◆ Tasks to perform
a) From the cat nutrition text, quote the passage that begins at the words "There is a wide" and stops after the words "closely approximates this.".
b) In the cat nutrition text, what share of the energy in cat food can safely come from fat?

___ Source document ___

Essential fatty acids for cats include the omega-6 fatty acids, linoleic acid and arachidonic acid.  Linoleic acid is found in the fat of poultry, beef and pork, as well as in corn, soybean and safflower oil. Arachidonic acid is found in animal fat and fish oil.

There is a wide range of fat content in a cat’s diet depending on their life stage and medical needs. Studies show that as little as 9% and as much as 50% or more of the energy in cat food can safely come from fat (on a dry matter basis).

The Need Carbohydrates Depends On Your Cat

Carbohydrates are a source of great controversy for cat lovers. The obligate carnivore diet is very low in carbohydrates, with as little as 1-2% of the calories in prey coming from carbohydrates, on a dry matter basis. Out of wet and dry food, wet food most closely approximates this.

Adult cats do not require carbohydrates for a healthy life. But, while cats do not require carbohydrates, they can healthfully and efficiently use carbohydrates for energy from their food.

Dry food containing 40% or more dietary carbohydrates is generally well-tolerated by the average healthy cat.

There is concern that the carbohydrate content in dry cat food may cause diabetes in cats. Ample research has been done, and continues to be done, to assess the risk. But current published research does not support a direct correlation between increased carbohydrate consumption and diabetes in cats. 

Risk factors for diabetes do include obesity and an indoor lifestyle.

How Do You Choose the Healthiest Cat Food for Your Cat?

The healthiest food for your cat will be unique to their lifestyle and health.

Your veterinarian is the best resource for discussing your cat’s nutritional needs. You can even bring a list of potential cat food options to your next appointment to discuss which one would be the best fit.

To help you start a list of options to discuss, here are some best-practice tips for finding a healthy cat food.

Choose the Right Life Stage for Your Cat

As a cat grows from a kitten to an adult and then ultimately into a senior, their nutritional requirements continually evolve.

Calories, protein, fat and other nutrients will need to be adjusted to meet your cat’s life stage needs. That’s why you should always choose a cat food that is made for your cat’s specific life stage, or talk to your veterinarian about the all-life-stages cat food you are considering.

Look for Lifetime Studies and Brands That Test Their Food

Studies that follow groups of cats being fed a particular food over the course of an entire lifetime are the most valuable. 

Medical conditions caused by diet can take years to develop. These lifetime studies give a cat parent the most information about how a particular diet will affect your cat in the long run.

___ Available data ___

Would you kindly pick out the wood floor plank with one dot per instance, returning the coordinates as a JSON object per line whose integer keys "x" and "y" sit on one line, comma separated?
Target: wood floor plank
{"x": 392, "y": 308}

___

◆ Answers provided
a)
There is a wide range of fat content in a cat’s diet depending on their life stage and medical needs. Studies show that as little as 9% and as much as 50% or more of the energy in cat food can safely come from fat (on a dry matter basis).

The Need Carbohydrates Depends On Your Cat

Carbohydrates are a source of great controversy for cat lovers. The obligate carnivore diet is very low in carbohydrates, with as little as 1-2% of the calories in prey coming from carbohydrates, on a dry matter basis. Out of wet and dry food, wet food most closely approximates this.

b) As little as 9% and as much as 50% or more, on a dry matter basis.